• **What this exercise asks**
A: Decide whether each statement agrees with the text on Nagidos below, answering yes or no and quoting the deciding words of the text: (i) Nagidos lies about 20 km west of Anamur; (ii) the Nagidos mint used a grape cluster as a symbol on the reverse; (iii) Alexander the Great conquered the city in 333 BC.
B: Shift every coordinate in the answers of the listing below by adding 83 to each number. Give again every line from the line containing "Could you please pick out the black" through the end of the listing, requests included.

• **Extracted text**
Ancient city of Cilicia

Nagidos (Νάγιδος; Nagidus) was an ancient city of Cilicia. In ancient times it was located between Anemurion to the west and Arsinoe to the east. Today its ruins are found on the hill named Paşabeleni at the mouth of the Sini Cay (Bozyazı Dere) near Bozyazı in Mersin Province, Turkey. It lies at a distance of ca. 20 km to the east of Anamur. Like its eastern neighbor Kelenderis, it was a colony of Samos. The small island of Nagidoussa is opposite Nagidos; on it are the ruins of an Ottoman fortress.

==History==

According to Pomponius Mela it was a Samian colony. Stephanus of Byzantium adds that the city named after its founder Nagidos (Νάγιδος), but this Nagidos was most probably the mythical founder and not the name of the actual founder.
From the end of the fifth century BC, the town minted staters that had both Greek and Aramaic inscriptions, one of which bears the name of the Persian satrap Pharnabazus. The Nagidos mint used a grape cluster as a symbol on the reverse. The goddess Aphrodite appears most often on the coins of Nagidos, indicating that her sanctuary must have been the most important in the city.

===The Hellenistic period and the foundation of Arsinoe===
In 333 BC the city was conquered along with the rest of Cilicia by Alexander the Great. After his death Cilicia briefly came under the control of the Seleucid Empire. Together with Mallos the city participated in the foundation of Antioch on the Maeander somewhere between 281 and 270 BC. In approximately 270 BC Cilicia was conquered by the Ptolemaic Empire during the Syrian Wars.

In this period the city of Arsinoe was founded between 279 and 260–253 BC on land taken from Nagidos by Aetos, the Ptolemaic strategos or military governor of Cilicia. Aetos was succeeded as strategos by his son Thraseas. At that time the Nagidians still refused to recognize the settlers of Arsinoe as the new owners of the land. To resolve the dispute Thraseas requested Nagidos to cede the land to Arsinoe, which in exchange became apoikoia of Nagidos. That way, Arsinoe would be independent from Nagidos, but Nagidos was officially made the symbolic "mother city" of Arsinoe. Both cities exchanged isopoliteia so that the citizens of both places enjoyed a single citizenship.

Entries from a pointing dataset
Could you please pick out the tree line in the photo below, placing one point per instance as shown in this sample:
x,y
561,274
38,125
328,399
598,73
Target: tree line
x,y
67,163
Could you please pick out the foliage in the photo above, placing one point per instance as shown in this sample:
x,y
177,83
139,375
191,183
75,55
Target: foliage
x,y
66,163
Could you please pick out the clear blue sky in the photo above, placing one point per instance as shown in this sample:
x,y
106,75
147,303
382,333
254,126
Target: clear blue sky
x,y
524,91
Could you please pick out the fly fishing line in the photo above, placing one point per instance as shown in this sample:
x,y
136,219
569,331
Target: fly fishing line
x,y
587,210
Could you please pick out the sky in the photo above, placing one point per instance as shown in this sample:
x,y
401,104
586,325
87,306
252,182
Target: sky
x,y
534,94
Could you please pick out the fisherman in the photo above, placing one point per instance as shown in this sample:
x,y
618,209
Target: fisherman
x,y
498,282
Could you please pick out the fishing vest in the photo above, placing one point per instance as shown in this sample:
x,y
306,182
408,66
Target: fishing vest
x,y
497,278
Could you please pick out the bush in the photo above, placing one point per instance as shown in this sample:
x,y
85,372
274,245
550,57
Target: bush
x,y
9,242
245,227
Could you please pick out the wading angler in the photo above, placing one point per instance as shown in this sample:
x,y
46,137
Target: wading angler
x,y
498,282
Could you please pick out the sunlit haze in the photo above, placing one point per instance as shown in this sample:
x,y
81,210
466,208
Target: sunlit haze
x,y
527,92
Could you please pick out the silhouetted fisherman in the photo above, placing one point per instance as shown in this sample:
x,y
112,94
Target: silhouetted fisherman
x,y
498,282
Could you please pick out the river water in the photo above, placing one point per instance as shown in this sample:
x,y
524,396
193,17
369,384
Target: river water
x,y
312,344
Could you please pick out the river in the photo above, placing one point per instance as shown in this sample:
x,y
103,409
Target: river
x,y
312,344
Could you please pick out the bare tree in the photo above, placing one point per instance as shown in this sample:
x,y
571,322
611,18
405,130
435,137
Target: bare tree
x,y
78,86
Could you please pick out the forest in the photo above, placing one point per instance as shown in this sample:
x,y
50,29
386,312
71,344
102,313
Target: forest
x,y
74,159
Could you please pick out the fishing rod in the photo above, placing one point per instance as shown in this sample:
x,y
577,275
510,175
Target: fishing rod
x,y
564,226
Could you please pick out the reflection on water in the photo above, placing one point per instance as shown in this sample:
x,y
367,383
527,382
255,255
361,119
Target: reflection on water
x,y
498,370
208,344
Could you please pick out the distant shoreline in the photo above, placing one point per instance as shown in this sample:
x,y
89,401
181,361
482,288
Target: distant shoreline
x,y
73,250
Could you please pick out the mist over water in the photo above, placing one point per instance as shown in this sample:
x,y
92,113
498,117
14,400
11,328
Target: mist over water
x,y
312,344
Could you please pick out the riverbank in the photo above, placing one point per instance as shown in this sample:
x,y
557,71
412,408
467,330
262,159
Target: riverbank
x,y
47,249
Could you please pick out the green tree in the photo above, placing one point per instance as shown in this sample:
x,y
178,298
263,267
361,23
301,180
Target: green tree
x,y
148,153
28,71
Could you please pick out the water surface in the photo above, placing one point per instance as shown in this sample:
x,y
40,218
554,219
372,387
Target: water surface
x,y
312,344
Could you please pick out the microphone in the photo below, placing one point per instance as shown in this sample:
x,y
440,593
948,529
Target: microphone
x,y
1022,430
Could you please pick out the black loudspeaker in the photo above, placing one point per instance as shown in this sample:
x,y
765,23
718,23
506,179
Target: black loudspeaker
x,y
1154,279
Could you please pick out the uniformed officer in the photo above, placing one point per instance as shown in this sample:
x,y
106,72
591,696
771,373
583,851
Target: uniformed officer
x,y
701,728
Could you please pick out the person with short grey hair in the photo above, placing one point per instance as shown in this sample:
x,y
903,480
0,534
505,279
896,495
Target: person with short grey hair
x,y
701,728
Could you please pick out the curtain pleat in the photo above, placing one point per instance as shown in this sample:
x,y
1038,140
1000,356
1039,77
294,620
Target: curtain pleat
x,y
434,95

• **Answers by task**
A:
(i) No: "It lies at a distance of ca. 20 km to the east of Anamur."
(ii) Yes: "The Nagidos mint used a grape cluster as a symbol on the reverse."
(iii) Yes: "In 333 BC the city was conquered along with the rest of Cilicia by Alexander the Great."

B:
Could you please pick out the black loudspeaker in the photo above, placing one point per instance as shown in this sample:
x,y
765,23
718,23
506,179
Target: black loudspeaker
x,y
1237,362
Could you please pick out the uniformed officer in the photo above, placing one point per instance as shown in this sample:
x,y
106,72
591,696
771,373
583,851
Target: uniformed officer
x,y
784,811
Could you please pick out the person with short grey hair in the photo above, placing one point per instance as shown in this sample:
x,y
903,480
0,534
505,279
896,495
Target: person with short grey hair
x,y
784,811
Could you please pick out the curtain pleat in the photo above, placing one point per instance as shown in this sample:
x,y
1038,140
1000,356
1039,77
294,620
Target: curtain pleat
x,y
517,178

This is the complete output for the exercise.